*** Opening of EXTRACT ***

Jobs for us, obviously, not for the Iraqis, especially the dead ones.

This brings us to the man on the NCR cover. It’s not an easy decision to put such a picture up front. Guatemala is one of many countries where the United States, in the supposed interests of democracy, has aided repressive regimes in snuffing out opposition. Our man on the cover was presumably a member of that opposition. He looks so harmless now, so pathetic, while the United States forges ahead toward ever greater prosperity and power.

If this sounds like U.S.-bashing, remember that self-criticism is a civic as well as a personal duty. The United States, it should quickly be said, is one of the most generous countries in the world, and one of the most idealistic, and poor people worldwide are grateful for its largess and impressed by its vitality and can-do attitudes.

But every time a foreign power intrudes aggressively in the affairs of another nation, the result is dead bodies and broken nations -- that is in capsule the history of the world. The United States in its idealism doesn’t seem to see that yet. It often takes many centuries for the violence to come home to roost. The former Yugoslavia is a story of old intrusions come home to roost, as is Northern Ireland. The seeds of the massacres in Rwanda were sown by colonialism long ago, as were similar violent seeds in dozens of places around the world.

It’s not that there would have been perfect peace in any case. So what is an idealist to do? If we had an easy answer to that, the world would be beating a path to our door; or perhaps not.

But there is a strong hint here that we should welcome the initiatives of countries, such as Guatemala, which is prepared to look back and face its community memory with all its scars. And likewise South Africa, and perhaps others. They are trying, as few nations have done, to look at the past honestly and learn from it. Here in the United States, it might be the patriotic thing to do.

The Catholic Press Association has announced that “normal professional practices will not be restricted” at future CPA meetings. The statement itself cries out for explanation.

It all began last year when the keynote speaker at the annual CPA meeting in Denver was Clarissa Pinkola Estés, who forbade the journalists present from recording her or taking photos. To repeat, this was a national press convention. The subject of her talk, which must have been tongue-in-cheek, was “The Voice of the Catholic Press.”

*** Close of EXTRACT ***
*** Opening of RECORDS SUPPLIED ***

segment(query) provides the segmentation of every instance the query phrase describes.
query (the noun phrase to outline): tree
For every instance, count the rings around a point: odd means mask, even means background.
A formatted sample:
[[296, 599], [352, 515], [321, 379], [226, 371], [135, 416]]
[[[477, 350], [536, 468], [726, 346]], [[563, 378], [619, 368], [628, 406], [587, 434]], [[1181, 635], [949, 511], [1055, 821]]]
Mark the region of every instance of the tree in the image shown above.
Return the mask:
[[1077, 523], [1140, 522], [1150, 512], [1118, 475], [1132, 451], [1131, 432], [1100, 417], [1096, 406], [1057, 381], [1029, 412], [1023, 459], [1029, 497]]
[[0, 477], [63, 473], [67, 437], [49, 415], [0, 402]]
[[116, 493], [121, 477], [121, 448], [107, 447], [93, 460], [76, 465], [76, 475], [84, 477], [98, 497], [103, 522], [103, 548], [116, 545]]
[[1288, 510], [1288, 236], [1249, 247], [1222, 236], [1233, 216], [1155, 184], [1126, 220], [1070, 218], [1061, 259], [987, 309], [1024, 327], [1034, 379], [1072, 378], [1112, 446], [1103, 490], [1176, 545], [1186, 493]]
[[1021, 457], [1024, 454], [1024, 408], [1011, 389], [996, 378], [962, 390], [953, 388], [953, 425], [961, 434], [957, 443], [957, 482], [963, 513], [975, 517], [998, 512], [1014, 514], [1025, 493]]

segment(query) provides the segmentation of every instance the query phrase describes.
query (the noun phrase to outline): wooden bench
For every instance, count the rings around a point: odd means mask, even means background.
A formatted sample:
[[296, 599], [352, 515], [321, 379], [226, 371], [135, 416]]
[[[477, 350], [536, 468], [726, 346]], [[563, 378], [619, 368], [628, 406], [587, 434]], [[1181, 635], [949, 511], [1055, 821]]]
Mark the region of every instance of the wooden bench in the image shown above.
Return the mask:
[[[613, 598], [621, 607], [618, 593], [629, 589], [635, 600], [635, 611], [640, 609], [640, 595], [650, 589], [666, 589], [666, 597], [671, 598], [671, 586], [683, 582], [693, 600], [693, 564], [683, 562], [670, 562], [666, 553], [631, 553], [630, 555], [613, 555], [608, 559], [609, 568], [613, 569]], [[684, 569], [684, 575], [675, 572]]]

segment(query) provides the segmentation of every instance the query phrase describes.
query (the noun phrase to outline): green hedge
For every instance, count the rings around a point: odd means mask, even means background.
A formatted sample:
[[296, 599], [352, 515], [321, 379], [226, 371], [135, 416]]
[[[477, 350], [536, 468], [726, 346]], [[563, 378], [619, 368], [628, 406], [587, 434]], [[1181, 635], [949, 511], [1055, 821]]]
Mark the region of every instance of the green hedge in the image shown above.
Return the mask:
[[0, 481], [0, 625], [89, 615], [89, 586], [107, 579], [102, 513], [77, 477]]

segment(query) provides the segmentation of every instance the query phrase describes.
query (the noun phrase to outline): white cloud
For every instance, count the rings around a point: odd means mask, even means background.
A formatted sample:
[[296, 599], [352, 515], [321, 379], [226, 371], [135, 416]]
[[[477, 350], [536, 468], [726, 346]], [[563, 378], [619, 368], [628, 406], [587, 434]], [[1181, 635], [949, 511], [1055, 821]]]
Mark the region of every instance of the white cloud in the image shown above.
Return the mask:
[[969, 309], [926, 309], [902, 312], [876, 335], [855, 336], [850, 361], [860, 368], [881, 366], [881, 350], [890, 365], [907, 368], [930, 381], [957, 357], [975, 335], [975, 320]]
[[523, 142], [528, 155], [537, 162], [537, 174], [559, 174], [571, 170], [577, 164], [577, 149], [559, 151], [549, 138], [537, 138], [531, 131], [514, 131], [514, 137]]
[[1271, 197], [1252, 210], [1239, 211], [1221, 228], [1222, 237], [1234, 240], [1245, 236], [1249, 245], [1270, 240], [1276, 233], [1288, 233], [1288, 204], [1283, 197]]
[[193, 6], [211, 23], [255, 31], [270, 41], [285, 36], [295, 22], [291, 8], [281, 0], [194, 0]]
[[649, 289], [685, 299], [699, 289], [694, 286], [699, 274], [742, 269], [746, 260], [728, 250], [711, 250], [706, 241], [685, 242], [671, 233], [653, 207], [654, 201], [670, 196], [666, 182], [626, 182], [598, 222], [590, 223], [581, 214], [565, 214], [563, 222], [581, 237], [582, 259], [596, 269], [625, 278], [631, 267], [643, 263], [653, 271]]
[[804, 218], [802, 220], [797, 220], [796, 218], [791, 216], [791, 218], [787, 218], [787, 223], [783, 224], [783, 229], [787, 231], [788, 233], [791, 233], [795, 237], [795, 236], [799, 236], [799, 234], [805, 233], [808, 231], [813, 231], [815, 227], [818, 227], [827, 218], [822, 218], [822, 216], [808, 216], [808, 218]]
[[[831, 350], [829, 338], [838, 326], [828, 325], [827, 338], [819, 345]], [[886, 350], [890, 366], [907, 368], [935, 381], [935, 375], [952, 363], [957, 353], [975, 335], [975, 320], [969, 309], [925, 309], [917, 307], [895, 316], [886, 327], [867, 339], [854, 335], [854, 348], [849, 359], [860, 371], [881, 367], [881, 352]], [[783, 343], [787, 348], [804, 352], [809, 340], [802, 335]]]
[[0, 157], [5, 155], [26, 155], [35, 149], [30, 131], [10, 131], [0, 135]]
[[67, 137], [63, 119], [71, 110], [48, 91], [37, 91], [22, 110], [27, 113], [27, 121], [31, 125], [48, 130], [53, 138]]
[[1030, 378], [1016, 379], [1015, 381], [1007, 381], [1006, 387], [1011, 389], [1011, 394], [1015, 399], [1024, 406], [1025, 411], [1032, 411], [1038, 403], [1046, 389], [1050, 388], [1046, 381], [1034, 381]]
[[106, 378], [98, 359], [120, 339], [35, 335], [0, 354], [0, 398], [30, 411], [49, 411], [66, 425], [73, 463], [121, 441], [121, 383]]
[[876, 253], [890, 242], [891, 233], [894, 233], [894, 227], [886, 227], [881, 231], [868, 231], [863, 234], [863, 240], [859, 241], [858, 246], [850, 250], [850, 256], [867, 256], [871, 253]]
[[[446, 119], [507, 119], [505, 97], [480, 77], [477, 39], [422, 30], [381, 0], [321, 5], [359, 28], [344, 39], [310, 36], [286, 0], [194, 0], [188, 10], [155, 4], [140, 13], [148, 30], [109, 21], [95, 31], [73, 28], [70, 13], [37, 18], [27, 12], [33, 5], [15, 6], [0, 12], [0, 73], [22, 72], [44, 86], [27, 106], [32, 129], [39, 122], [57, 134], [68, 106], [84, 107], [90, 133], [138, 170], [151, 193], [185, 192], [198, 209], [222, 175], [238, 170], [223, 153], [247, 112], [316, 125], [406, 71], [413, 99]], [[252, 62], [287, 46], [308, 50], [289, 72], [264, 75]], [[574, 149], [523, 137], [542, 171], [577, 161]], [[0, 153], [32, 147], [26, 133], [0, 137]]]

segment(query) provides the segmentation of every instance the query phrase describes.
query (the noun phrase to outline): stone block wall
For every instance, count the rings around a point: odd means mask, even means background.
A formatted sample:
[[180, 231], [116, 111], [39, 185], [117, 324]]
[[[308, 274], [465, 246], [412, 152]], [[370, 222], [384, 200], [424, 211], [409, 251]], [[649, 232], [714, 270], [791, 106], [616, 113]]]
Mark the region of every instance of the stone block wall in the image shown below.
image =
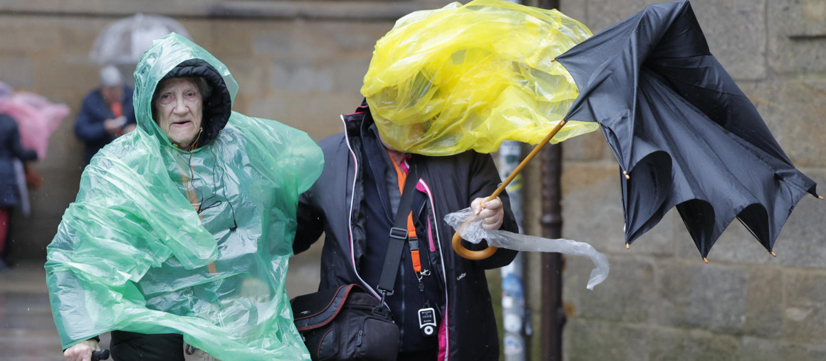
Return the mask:
[[[647, 0], [562, 0], [595, 33]], [[792, 162], [826, 181], [826, 2], [695, 0], [712, 54], [756, 105]], [[826, 202], [805, 196], [771, 257], [738, 222], [705, 264], [675, 210], [625, 250], [619, 171], [602, 135], [563, 143], [563, 236], [610, 261], [566, 257], [564, 359], [819, 360], [826, 357]], [[822, 187], [821, 187], [822, 188]], [[821, 190], [823, 193], [823, 190]]]

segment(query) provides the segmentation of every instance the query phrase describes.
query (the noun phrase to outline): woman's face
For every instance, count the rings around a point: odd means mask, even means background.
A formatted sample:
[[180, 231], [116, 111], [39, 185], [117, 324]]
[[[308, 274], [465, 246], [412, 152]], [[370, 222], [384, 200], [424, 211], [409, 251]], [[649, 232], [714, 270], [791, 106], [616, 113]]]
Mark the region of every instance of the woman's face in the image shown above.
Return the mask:
[[158, 85], [153, 101], [158, 125], [178, 148], [189, 150], [201, 130], [203, 98], [194, 77], [173, 77]]

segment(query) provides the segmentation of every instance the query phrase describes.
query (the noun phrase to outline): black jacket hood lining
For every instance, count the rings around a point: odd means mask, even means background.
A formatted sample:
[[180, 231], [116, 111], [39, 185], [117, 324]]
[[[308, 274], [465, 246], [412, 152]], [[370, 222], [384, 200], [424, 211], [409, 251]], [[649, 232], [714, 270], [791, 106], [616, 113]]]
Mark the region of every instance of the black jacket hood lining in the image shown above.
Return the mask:
[[[226, 126], [230, 114], [232, 112], [232, 98], [230, 96], [230, 90], [227, 89], [224, 78], [209, 63], [202, 59], [182, 62], [167, 73], [160, 82], [172, 77], [202, 77], [212, 87], [212, 93], [203, 100], [203, 119], [201, 123], [203, 134], [201, 134], [199, 147], [208, 144], [218, 136], [218, 132]], [[155, 99], [159, 90], [159, 87], [155, 89], [152, 99]], [[157, 120], [154, 111], [153, 106], [152, 119]]]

*** Close of RECORDS SUPPLIED ***

Answer these questions using the excerpt about U.S. intervention and the Catholic Press Association, marking each answer with the matching number:
1. In which country does the text place the man on the NCR cover?
2. In which city was last year's annual CPA meeting held?
3. Besides Guatemala, which country does the text name as facing its past?

1. Guatemala
2. Denver
3. South Africa